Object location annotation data
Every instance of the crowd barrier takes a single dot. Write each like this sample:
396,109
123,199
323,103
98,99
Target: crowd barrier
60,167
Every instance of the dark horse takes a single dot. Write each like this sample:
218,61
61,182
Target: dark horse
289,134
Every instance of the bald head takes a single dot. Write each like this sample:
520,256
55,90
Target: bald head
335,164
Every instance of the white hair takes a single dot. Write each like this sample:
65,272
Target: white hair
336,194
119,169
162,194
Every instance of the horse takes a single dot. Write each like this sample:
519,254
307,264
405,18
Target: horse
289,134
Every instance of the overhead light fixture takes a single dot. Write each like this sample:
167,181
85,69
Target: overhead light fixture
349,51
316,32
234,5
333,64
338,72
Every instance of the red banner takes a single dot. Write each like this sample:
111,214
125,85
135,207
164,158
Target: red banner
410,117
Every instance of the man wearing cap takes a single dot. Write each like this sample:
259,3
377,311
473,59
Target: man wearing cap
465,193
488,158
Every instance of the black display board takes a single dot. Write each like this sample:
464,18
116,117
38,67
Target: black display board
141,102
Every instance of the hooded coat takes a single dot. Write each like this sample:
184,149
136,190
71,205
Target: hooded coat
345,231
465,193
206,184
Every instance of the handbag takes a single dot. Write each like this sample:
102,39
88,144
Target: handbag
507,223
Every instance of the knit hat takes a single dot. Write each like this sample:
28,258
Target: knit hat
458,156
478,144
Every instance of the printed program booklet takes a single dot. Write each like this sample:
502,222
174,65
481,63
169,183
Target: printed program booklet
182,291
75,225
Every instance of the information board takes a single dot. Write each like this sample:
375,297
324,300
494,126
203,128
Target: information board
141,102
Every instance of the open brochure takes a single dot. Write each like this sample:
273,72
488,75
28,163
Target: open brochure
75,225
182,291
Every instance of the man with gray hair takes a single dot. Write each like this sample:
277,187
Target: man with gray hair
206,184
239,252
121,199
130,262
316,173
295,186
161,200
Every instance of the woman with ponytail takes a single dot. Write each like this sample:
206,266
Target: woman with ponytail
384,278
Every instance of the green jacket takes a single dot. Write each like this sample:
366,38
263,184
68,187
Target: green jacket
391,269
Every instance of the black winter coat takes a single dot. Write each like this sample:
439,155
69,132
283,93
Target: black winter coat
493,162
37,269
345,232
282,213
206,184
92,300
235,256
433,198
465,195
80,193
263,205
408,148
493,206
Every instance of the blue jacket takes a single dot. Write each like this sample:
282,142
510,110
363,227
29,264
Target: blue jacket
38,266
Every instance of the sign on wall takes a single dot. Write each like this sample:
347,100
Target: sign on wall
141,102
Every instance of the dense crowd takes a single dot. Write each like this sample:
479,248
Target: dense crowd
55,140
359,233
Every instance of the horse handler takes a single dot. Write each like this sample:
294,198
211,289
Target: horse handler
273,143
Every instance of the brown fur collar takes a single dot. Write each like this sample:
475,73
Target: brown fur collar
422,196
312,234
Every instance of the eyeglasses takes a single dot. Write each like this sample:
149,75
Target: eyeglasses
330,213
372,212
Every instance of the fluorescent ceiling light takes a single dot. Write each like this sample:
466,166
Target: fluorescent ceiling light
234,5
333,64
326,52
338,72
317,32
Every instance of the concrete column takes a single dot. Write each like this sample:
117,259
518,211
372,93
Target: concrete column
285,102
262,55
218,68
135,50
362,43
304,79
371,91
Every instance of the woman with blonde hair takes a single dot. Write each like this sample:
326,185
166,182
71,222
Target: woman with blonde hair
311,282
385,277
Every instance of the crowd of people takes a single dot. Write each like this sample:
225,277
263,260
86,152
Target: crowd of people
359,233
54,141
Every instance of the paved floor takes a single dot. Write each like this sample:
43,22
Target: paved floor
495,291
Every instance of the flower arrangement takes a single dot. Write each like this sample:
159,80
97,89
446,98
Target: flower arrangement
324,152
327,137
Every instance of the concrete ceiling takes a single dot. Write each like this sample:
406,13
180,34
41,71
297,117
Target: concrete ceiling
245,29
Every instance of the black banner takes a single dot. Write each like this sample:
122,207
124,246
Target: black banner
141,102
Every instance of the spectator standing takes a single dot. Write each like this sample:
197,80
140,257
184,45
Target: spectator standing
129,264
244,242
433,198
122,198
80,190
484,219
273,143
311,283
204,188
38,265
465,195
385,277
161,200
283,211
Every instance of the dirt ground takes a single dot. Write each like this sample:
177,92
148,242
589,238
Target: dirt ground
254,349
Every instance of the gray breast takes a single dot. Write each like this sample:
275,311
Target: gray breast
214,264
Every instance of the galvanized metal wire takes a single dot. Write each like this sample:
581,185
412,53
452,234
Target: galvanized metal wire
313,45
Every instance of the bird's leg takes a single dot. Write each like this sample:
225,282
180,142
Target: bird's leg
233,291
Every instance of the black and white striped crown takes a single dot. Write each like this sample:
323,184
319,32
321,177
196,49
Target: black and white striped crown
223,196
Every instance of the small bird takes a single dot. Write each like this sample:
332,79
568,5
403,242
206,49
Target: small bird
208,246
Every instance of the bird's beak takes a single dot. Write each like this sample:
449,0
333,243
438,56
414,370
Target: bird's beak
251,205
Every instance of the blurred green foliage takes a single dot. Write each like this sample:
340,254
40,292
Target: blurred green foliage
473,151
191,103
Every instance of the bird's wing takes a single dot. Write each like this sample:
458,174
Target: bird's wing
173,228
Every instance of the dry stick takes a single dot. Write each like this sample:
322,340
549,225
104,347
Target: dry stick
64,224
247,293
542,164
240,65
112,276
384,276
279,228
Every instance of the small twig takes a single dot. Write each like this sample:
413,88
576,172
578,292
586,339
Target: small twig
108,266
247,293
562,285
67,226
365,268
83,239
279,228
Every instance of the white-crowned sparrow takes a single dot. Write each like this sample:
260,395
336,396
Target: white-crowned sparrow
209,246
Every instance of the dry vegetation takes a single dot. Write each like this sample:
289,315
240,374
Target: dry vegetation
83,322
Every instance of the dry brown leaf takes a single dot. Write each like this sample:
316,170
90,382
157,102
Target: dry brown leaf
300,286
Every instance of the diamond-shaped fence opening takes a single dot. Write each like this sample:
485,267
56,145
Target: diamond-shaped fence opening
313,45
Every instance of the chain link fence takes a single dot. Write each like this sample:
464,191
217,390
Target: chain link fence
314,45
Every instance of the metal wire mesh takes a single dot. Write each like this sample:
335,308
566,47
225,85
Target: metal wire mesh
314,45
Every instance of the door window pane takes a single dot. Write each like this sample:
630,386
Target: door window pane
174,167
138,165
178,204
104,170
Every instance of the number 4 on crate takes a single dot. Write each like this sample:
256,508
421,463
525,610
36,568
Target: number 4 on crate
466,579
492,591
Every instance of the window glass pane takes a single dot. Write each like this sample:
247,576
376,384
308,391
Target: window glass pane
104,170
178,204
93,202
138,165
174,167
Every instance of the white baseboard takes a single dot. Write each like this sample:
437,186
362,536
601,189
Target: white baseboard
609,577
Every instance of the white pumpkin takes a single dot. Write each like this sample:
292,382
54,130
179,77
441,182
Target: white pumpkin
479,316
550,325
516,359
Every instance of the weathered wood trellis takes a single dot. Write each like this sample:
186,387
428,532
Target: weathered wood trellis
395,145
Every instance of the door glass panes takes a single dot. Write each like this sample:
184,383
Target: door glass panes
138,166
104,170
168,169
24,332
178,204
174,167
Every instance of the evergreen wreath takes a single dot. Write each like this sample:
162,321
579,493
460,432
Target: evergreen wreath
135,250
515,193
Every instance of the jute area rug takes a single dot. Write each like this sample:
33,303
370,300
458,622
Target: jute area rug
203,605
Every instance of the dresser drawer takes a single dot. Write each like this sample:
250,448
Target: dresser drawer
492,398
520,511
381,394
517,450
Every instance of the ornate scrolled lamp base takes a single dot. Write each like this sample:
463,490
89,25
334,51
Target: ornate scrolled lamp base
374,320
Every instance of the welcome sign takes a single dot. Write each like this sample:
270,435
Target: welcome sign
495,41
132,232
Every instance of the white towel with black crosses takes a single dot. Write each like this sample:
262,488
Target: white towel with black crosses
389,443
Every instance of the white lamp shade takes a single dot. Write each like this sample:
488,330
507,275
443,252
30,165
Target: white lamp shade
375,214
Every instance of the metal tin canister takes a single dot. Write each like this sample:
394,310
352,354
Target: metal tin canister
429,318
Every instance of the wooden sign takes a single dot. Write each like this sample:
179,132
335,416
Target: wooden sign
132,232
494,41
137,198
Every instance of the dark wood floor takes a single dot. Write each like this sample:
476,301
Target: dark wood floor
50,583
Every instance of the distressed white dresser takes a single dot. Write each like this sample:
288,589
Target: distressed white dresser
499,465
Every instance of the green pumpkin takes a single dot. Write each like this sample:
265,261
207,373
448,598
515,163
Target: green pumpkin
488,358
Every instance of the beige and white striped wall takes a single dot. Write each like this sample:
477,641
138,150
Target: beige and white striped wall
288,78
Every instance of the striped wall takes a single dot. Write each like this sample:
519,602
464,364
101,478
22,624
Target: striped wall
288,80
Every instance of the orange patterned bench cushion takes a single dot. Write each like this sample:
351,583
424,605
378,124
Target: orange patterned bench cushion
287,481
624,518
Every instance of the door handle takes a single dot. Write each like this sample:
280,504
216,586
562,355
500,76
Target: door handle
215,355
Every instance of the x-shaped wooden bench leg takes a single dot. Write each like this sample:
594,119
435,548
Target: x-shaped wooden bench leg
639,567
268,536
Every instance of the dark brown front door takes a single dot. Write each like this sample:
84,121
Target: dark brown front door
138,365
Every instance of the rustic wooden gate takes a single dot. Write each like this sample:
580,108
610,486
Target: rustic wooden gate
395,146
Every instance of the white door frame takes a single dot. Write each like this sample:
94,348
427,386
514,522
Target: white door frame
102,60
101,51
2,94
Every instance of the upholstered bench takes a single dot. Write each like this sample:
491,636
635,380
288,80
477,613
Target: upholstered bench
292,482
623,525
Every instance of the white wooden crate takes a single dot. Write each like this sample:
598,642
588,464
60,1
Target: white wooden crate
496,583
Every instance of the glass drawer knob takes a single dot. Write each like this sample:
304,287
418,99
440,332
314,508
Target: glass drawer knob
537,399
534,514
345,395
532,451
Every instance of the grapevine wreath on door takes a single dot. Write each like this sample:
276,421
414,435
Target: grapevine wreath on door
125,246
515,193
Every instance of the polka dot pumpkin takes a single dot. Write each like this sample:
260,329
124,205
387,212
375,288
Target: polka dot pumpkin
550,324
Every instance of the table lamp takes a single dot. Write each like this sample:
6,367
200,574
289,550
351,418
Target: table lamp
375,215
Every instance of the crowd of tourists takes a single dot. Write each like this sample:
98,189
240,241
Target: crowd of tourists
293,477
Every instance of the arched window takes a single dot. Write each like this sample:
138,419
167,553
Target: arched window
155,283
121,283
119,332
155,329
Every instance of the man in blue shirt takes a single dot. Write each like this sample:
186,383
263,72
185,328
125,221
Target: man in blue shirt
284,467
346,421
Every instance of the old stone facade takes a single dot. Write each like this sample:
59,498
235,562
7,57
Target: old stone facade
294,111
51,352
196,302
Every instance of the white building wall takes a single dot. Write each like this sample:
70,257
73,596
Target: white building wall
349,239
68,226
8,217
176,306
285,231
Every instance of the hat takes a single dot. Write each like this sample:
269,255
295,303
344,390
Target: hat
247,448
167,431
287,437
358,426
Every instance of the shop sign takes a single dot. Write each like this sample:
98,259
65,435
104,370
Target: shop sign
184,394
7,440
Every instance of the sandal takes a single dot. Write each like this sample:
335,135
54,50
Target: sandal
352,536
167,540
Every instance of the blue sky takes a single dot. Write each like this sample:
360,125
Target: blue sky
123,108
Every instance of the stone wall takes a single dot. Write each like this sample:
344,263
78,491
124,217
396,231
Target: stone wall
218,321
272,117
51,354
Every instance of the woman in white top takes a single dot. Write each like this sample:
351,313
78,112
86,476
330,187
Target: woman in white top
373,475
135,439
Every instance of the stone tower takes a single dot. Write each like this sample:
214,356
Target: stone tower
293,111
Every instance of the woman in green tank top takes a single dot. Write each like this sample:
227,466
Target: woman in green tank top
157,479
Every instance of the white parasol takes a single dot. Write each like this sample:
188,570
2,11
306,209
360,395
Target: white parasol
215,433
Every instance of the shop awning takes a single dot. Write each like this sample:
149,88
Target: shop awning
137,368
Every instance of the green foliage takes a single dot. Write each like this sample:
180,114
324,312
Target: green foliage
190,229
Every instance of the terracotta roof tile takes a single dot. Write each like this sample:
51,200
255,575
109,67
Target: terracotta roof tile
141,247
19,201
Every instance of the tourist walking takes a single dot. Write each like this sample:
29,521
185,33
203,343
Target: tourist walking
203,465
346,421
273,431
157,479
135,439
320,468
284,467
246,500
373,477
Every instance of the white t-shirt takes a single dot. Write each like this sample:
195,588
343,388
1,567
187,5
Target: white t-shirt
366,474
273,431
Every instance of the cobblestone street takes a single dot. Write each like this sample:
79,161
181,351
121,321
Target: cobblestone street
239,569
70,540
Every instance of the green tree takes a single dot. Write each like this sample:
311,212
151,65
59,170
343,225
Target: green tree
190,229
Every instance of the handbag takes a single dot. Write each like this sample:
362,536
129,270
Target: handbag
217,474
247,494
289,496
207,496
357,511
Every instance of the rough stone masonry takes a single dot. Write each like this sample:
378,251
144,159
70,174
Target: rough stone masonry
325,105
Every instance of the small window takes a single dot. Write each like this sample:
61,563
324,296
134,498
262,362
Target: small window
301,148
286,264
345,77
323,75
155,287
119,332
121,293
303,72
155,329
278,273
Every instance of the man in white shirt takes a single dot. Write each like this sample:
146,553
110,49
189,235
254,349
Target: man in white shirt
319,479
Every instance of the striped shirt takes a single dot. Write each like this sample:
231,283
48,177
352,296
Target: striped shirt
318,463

→ **The problem**:
Write out exactly the lines starting with the one that holds "Every instance of the rough" and running through the last line above.

→ **The completed task**:
Every instance of the rough stone masonry takes a single dot. Write each like this sample:
378,251
144,159
70,174
Target: rough stone masonry
325,105
Every instance of the small window takes a single dot. Write each like this sample:
61,563
324,296
134,498
262,362
Target: small window
301,148
286,264
345,77
323,75
155,287
119,332
121,293
303,72
155,329
278,273
Every instance of the man in white shirt takes a single dot. Write each like this sample:
146,553
110,49
189,235
254,349
Target: man in white shirt
319,479
Every instance of the striped shirt takes a single dot. Write each like this sample:
231,283
48,177
352,296
Target: striped shirt
318,463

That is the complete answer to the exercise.